_What is expected_.
Extend the forum post below about low-level players beating world bosses with stone daggers, picking up after its final sentence.

>> Start Source extract

Would you care to demonstrate with video footage of yourself beating the endgame content at low level?
No offense meant, however like I pointed out above… we’re throwing around this “Low level can beat world bosses with stone daggers” way more often than it actually happens imo… to the point where it’s more of a “conversation topic” than an actual fact…
And yes… I know it’s certainly possible to do it, I also know that it’s very easy to fail and as the fight drags out longer you tend to lose concentration and it’s quite easy to mess up. It’s not the “norm” though, but more of a challenge that you have to practice to achieve. And a vast majority of even veteran players don’t fall into this category, but rather the opposite category that overly rely on thralls etc to handle the fights even at max level.
I sincerely doubt that your average new player will jump into this game, pick up stone daggers and proceed to solo world bosses butt naked… and I tend to agree with @LostBrythunian and @stelagel here, that when it DOES happen, then it’s more of a justified reward, than a “broken mechanic”.

>> End Source extract
>> Start Data segment

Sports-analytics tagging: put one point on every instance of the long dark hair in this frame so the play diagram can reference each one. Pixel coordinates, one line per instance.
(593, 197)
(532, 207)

>> End Data segment

_Response to the task_.
Yeah it use to mean something to hunt down and finally get a snowhunter or even a janos is hard to find ,now just buy them! Not to mention how many weeks to get my blackblood tool set, their so cheap and easy to get now just throw them away and get new ones when worn,and supply materials wow .
Interesting observation, especially when I just witnessed the alpha clan on my server recover from a devastating offline by mass-farming steelfire through bounties and then going on a crazy crusade to hunt down the ONE guy who pissed them off. Watching it all unfold was kind of interesting and I wondered if they could’ve pulled it off as fast as they did without the rewards from bounties…
Yeah, it certainly used to mean “something”, but most people don’t understand what it used to mean.
It didn’t mean that you were skilled. It didn’t mean you worked hard. It only meant you kept doing the same repetitive task over and over and over again, until you got randomly rewarded.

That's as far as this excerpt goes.